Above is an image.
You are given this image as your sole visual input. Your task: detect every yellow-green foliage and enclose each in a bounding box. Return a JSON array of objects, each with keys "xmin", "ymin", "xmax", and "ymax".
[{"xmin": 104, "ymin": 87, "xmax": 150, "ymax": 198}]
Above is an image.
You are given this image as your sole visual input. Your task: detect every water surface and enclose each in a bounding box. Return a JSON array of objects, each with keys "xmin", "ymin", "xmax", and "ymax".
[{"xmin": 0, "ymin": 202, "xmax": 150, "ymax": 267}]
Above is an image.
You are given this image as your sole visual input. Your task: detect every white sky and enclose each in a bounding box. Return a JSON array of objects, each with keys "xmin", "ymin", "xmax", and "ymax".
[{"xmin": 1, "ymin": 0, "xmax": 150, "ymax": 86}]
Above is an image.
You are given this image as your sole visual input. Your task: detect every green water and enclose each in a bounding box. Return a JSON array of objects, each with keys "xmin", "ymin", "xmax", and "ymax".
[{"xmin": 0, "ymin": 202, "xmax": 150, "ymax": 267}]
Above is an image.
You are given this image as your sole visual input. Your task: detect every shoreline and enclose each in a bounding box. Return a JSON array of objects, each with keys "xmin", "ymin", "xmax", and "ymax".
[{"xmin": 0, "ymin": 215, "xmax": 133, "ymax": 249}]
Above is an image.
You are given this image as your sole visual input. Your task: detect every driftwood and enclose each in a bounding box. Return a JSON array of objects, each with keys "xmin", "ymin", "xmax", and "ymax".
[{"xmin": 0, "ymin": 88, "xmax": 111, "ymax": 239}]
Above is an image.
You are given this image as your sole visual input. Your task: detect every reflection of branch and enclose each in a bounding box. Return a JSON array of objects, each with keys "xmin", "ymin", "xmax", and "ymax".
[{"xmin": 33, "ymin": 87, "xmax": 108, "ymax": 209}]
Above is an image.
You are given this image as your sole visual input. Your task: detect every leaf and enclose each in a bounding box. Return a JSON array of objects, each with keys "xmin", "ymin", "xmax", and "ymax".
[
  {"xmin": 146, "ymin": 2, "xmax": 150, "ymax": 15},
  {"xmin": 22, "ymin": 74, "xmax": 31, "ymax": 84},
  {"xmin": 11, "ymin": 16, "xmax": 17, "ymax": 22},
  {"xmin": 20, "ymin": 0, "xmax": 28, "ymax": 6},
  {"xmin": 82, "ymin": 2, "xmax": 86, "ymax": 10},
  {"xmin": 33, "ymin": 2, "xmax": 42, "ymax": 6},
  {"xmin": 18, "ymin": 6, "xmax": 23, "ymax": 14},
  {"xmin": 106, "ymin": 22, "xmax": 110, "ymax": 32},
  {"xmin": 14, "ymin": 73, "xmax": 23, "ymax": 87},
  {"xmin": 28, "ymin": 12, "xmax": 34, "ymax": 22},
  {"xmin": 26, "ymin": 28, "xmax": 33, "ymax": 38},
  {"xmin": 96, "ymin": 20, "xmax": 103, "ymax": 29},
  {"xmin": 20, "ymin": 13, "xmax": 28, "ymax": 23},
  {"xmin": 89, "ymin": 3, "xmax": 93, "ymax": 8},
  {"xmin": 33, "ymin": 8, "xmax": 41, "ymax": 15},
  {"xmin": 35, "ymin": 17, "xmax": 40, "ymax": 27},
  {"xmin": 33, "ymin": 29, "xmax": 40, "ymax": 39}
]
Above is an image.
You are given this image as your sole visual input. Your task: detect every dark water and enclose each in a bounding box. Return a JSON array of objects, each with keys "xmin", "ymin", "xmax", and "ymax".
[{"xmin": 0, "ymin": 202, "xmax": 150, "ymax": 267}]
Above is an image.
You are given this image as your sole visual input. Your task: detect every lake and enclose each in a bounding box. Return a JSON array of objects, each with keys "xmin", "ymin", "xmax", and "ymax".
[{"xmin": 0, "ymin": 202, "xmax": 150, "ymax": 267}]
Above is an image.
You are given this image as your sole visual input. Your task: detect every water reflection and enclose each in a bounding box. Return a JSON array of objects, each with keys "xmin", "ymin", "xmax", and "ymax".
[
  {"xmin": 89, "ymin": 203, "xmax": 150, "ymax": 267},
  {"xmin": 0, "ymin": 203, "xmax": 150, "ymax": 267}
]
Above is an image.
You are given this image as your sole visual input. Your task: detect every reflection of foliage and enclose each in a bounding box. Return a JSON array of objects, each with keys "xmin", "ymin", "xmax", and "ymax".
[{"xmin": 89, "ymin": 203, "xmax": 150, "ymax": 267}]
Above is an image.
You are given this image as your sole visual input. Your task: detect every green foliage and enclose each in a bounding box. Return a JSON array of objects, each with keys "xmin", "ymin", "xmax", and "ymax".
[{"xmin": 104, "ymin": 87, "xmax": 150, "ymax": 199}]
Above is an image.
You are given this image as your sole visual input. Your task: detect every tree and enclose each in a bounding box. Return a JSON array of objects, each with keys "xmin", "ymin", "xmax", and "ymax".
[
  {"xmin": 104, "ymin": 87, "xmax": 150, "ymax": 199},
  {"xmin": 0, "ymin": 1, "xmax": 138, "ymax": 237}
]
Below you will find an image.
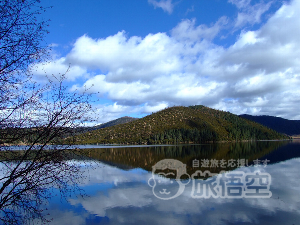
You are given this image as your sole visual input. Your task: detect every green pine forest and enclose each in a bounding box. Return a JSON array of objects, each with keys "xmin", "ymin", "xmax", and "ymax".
[{"xmin": 70, "ymin": 105, "xmax": 289, "ymax": 144}]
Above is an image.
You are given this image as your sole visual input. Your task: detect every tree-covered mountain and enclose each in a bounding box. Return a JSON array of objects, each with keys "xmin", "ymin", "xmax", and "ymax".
[
  {"xmin": 70, "ymin": 105, "xmax": 288, "ymax": 144},
  {"xmin": 240, "ymin": 114, "xmax": 300, "ymax": 136},
  {"xmin": 90, "ymin": 116, "xmax": 138, "ymax": 130}
]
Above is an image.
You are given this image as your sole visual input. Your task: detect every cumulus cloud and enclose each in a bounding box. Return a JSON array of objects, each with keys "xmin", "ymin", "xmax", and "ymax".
[
  {"xmin": 31, "ymin": 57, "xmax": 88, "ymax": 81},
  {"xmin": 228, "ymin": 0, "xmax": 272, "ymax": 27},
  {"xmin": 148, "ymin": 0, "xmax": 174, "ymax": 14},
  {"xmin": 37, "ymin": 0, "xmax": 300, "ymax": 122}
]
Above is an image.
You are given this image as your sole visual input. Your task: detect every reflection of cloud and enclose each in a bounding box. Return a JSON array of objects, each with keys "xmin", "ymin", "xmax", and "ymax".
[{"xmin": 64, "ymin": 159, "xmax": 300, "ymax": 224}]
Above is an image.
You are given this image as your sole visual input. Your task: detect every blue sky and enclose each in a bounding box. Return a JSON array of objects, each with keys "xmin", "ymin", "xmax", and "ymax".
[{"xmin": 34, "ymin": 0, "xmax": 300, "ymax": 123}]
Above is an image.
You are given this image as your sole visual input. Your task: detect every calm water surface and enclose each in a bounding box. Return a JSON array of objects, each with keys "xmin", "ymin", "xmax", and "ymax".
[{"xmin": 38, "ymin": 141, "xmax": 300, "ymax": 225}]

——————————

Return each of the items above verbatim, leaving out the pictures.

Above is an image.
You are given this image as your sole visual input. Your task: detect every yellow-green foliage and enclose each in a bounding box. Return a JSON array of objects, each with keys "xmin", "ymin", "xmax", and "ymax".
[{"xmin": 104, "ymin": 87, "xmax": 150, "ymax": 198}]
Above is an image.
You are given this image as your sole visual input. Your task: detect every water surface and enclose each in a bounding box. Return a JSON array of objects, each with keys "xmin", "ymin", "xmax", and "ymax".
[{"xmin": 0, "ymin": 202, "xmax": 150, "ymax": 267}]
Above is an image.
You are given this image as your sole visual input. Your task: detect every white sky and enclose each in a bounding box. Return a JSON array of objects, each with keys "xmin", "ymin", "xmax", and "ymax".
[{"xmin": 1, "ymin": 0, "xmax": 150, "ymax": 86}]
Above is an image.
You are given this image as your sole visual input. Your task: detect every green water and enclose each in a bounding box. Return a JSON array of objects, each with keys "xmin", "ymin", "xmax", and "ymax".
[{"xmin": 0, "ymin": 202, "xmax": 150, "ymax": 267}]
Above is an image.
You are given this image as your sole visual input. Your task: detect every shoreline and enclose each in a bounding box. Return a JSON array of objects, each with keys "xmin", "ymin", "xmax", and "ymax".
[{"xmin": 0, "ymin": 215, "xmax": 133, "ymax": 249}]
Above is an image.
You are given this image as your sole visual input. Your task: detect every driftwood and enclose each in a bounding box. Return a JSON array of objects, each with keys "xmin", "ymin", "xmax", and "ymax".
[{"xmin": 0, "ymin": 88, "xmax": 111, "ymax": 239}]
Above is an image.
You are given this image as your sole visual input. Your task: detect every reflection of branch and enclose each in a bounding box. Return a JSON array of objects, each with keys "xmin", "ymin", "xmax", and "ymax".
[{"xmin": 33, "ymin": 87, "xmax": 108, "ymax": 209}]
Above is an image.
You are given this image as your sole visual input. Your task: detect every leaf and enclose each in a bounding box. Return a JSON array of objects, each with keys "xmin", "ymin", "xmax", and "ymax".
[
  {"xmin": 146, "ymin": 2, "xmax": 150, "ymax": 15},
  {"xmin": 22, "ymin": 74, "xmax": 31, "ymax": 84},
  {"xmin": 11, "ymin": 16, "xmax": 17, "ymax": 22},
  {"xmin": 20, "ymin": 0, "xmax": 28, "ymax": 6},
  {"xmin": 82, "ymin": 2, "xmax": 86, "ymax": 10},
  {"xmin": 33, "ymin": 2, "xmax": 42, "ymax": 6},
  {"xmin": 18, "ymin": 6, "xmax": 23, "ymax": 14},
  {"xmin": 106, "ymin": 22, "xmax": 110, "ymax": 32},
  {"xmin": 14, "ymin": 73, "xmax": 23, "ymax": 87},
  {"xmin": 28, "ymin": 12, "xmax": 34, "ymax": 22},
  {"xmin": 26, "ymin": 28, "xmax": 33, "ymax": 38},
  {"xmin": 96, "ymin": 20, "xmax": 103, "ymax": 29},
  {"xmin": 20, "ymin": 13, "xmax": 28, "ymax": 23},
  {"xmin": 89, "ymin": 3, "xmax": 93, "ymax": 8},
  {"xmin": 33, "ymin": 8, "xmax": 41, "ymax": 15},
  {"xmin": 35, "ymin": 17, "xmax": 40, "ymax": 27},
  {"xmin": 33, "ymin": 29, "xmax": 40, "ymax": 39}
]
Above is an image.
You are given this image as your sole visual input. Your task: detect every dark water and enclose each in a bounding box. Return a JSON array of objects, each with keys "xmin", "ymin", "xmax", and "ymax".
[{"xmin": 0, "ymin": 202, "xmax": 150, "ymax": 267}]
Above is an image.
You are given this image as your sole visual input. Your task: detect every lake and enclose each in a bounding box. Return a JSON array of objects, each with keys "xmin", "ymin", "xmax", and "ymax".
[{"xmin": 0, "ymin": 202, "xmax": 150, "ymax": 267}]
Above is an image.
You are given this image as your sole visual input. Your task: detect every water reflection and enclose each in a bounding box. Return a JSON array of objects, each with keys "xmin", "ymin", "xmax", and "ymax".
[
  {"xmin": 89, "ymin": 203, "xmax": 150, "ymax": 267},
  {"xmin": 0, "ymin": 203, "xmax": 150, "ymax": 267}
]
Above is an image.
You are given this image as your sole visual input. Your task: detect every reflection of foliage and enclose each in a bounding box. Return a JSON array of objects, each with keys "xmin", "ymin", "xmax", and "ymax".
[{"xmin": 89, "ymin": 203, "xmax": 150, "ymax": 267}]
Above is an image.
You are given this image as your sole visual input. Your task: detect every green foliage and enclose each in a bounding box. Return a JSON array of objects, each with keys "xmin", "ymin", "xmax", and "ymax".
[{"xmin": 104, "ymin": 87, "xmax": 150, "ymax": 199}]
Above is an image.
You are given this image as your sole visual input. Your task: detect every tree and enclose each in a bounding box. Return a JSON array of objects, each with keys "xmin", "ymin", "xmax", and "ymax".
[
  {"xmin": 104, "ymin": 87, "xmax": 150, "ymax": 199},
  {"xmin": 0, "ymin": 1, "xmax": 138, "ymax": 237}
]
Below you will find an image.
You are given this image as your sole visual input. Your task: detect every green pine forest and enclose each in a bounding box. Return a JSON array of objects, each with keys "xmin", "ymin", "xmax", and "ymax".
[{"xmin": 70, "ymin": 105, "xmax": 289, "ymax": 144}]
Above is an image.
You are given this image as your sole visual input. Your task: detect every tree-covered mountain and enclose each in a bounding box. Return a JSON array of objects, each with keys "xmin", "ymin", "xmax", and "ymax".
[
  {"xmin": 70, "ymin": 105, "xmax": 288, "ymax": 144},
  {"xmin": 240, "ymin": 114, "xmax": 300, "ymax": 136},
  {"xmin": 90, "ymin": 116, "xmax": 138, "ymax": 130}
]
Above is an image.
You are given this image as your sole visual input. Your task: detect every cumulus cloud and enclose each in a bounding box. Return a JSON array of objects, each with keys "xmin", "ymin", "xmax", and "ymax".
[
  {"xmin": 31, "ymin": 57, "xmax": 88, "ymax": 81},
  {"xmin": 228, "ymin": 0, "xmax": 272, "ymax": 27},
  {"xmin": 148, "ymin": 0, "xmax": 174, "ymax": 14},
  {"xmin": 37, "ymin": 0, "xmax": 300, "ymax": 122}
]
Above is an image.
You are given this image as your sole visual input. Your task: detect every reflection of cloud and enclose each in a bounding box. Return a JSON array of objects, each with keys "xmin", "ymin", "xmax", and "ymax".
[{"xmin": 64, "ymin": 159, "xmax": 300, "ymax": 224}]
Above is an image.
You are given this image as your sole visual input. Your task: detect every blue sky and enclose each in a bounding box. Return a JSON array of objects, each with keys "xmin", "ymin", "xmax", and "ymax".
[{"xmin": 34, "ymin": 0, "xmax": 300, "ymax": 123}]
Above is an image.
You are given this image as your sole visual input. Your task: detect every calm water surface and enclose each in a bounding box. Return a JSON array of objects, each with keys "xmin", "ymin", "xmax", and "ymax".
[{"xmin": 38, "ymin": 141, "xmax": 300, "ymax": 225}]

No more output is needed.